**TASKS TO CARRY OUT**
1) In the replication and partitioning case studies below, where does the API route reads in Case Study 1?
2) Resume the replication and partitioning case studies below, continuing from their final sentence.

**EXTRACT PROVIDED**
---*---
Skip to main content

Module 3: Replication & Partitioning: Case Studies

These case studies make distributed data design concrete: replica lag, read routing, synchronous commit, shard keys, hot partitions, global indexes, quorum behavior, and repair. The point is not to memorize product features. The point is to explain what guarantee the system gives, what it costs, and what breaks when the guarantee is assumed but not designed.


How To Use These Case Studies

  1. Draw the data path before reading the better approach.
  2. Name the guarantee: availability, durability, freshness, monotonicity, locality, or throughput.
  3. Identify the partition key or replica set involved.
  4. Produce the required artifact.
  5. Connect the decision to a capstone read/write path.

Case Study 1: Read Replica That Violates Read-Your-Writes

Scenario: A user updates their billing address, gets a success response, then refreshes the account page. The API routes reads to a PostgreSQL hot standby. The old address appears for a few seconds, so support receives "my change disappeared" tickets.

Source anchor: PostgreSQL hot standby documentation says standby data can lag the primary, and nearly simultaneous queries on primary and standby can return different results. PostgreSQL streaming replication is asynchronous by default, so commits can become visible on the standby after a delay. See PostgreSQL Hot Standby and PostgreSQL Log-Shipping Standby Servers.
---*---
**EXTRACTED DATA**
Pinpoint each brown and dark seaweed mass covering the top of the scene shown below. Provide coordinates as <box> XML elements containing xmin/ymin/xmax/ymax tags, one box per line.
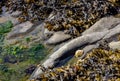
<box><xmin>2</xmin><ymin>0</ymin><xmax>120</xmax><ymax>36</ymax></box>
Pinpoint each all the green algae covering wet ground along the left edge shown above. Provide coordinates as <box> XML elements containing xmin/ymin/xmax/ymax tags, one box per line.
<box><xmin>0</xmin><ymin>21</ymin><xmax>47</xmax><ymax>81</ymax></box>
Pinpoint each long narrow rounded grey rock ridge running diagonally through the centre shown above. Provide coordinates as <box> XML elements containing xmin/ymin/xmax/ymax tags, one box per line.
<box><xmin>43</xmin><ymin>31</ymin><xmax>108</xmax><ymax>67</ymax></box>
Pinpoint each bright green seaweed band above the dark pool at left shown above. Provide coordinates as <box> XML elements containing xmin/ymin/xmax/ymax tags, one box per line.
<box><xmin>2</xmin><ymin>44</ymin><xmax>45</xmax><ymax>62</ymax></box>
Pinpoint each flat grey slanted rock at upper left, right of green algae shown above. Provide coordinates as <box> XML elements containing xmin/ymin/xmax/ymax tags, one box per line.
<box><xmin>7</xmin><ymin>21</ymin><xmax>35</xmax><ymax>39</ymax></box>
---*---
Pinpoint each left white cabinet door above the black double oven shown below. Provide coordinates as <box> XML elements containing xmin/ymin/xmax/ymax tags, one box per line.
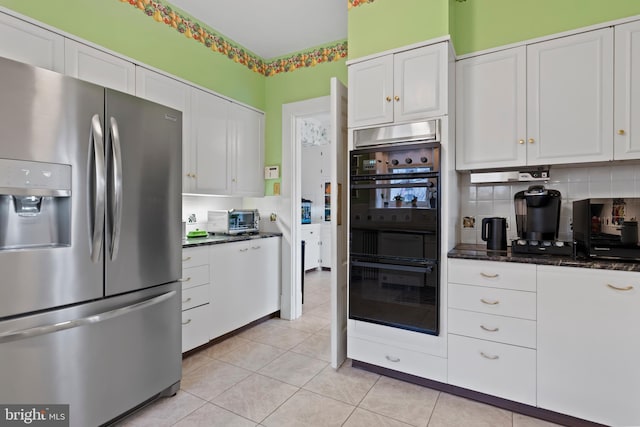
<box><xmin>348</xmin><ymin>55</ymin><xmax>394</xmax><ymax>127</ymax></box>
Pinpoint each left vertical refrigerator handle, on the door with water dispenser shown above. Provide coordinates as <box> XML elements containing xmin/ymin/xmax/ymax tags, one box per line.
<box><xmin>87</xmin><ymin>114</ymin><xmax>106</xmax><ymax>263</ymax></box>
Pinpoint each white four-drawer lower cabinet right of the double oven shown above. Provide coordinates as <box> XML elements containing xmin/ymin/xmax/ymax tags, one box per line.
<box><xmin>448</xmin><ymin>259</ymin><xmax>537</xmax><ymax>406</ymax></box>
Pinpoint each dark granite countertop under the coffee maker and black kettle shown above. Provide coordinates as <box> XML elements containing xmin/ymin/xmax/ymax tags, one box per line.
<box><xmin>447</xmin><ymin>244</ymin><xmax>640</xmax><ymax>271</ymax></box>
---*---
**ANSWER SET**
1) To a PostgreSQL hot standby.

2)
Module concepts:

  • single-leader replication
  • asynchronous replication
  • replica lag
  • read-your-writes
  • request routing
  • session guarantees

Wrong Approach

"All reads should go to replicas because replicas scale reads."

That treats every read as equally stale-tolerant. A dashboard summary might tolerate seconds of lag. A read immediately after the user's own write usually cannot.

Better Approach

Classify reads by freshness requirement:

Freshness-sensitive:
read after write
checkout confirmation
permission changes
account/security settings

Stale-tolerant:
analytics dashboards
public catalog pages
recommendation widgets

Then route freshness-sensitive reads to the primary for a short window, or use a session token that records the write position and only serves from a replica that has replayed at least that position.

Tradeoff Table

ChoiceGainCost
all reads to replicaslower primary read loadstale reads break user expectations
primary read after writeread-your-writes for critical flowshigher primary load
sticky session windowtargeted freshnessmore routing state
replica replay-position tokenprecise correctness gaterequires exposing and checking replication progress

Failure Mode

The system reports successful writes but the UI contradicts the response. Users retry, creating duplicate updates and support noise.

Required Artifact

Draw a timeline:

T0 user writes billing address
T1 primary commits
T2 API returns success
T3 replica has not replayed commit
T4 user refreshes
T5 corrected routing decision

Add the routing rule you would implement.

Project / Capstone Connection

Any capstone with read replicas must label stale-tolerant and freshness-sensitive reads. "Use replicas" is not a complete architecture decision.


Case Study 2: Synchronous Replication Chosen For The Wrong Reason

Scenario: A payments service wants lower chance of data loss during primary failure. The team enables synchronous replication and expects it to also make replica reads immediately fresh everywhere.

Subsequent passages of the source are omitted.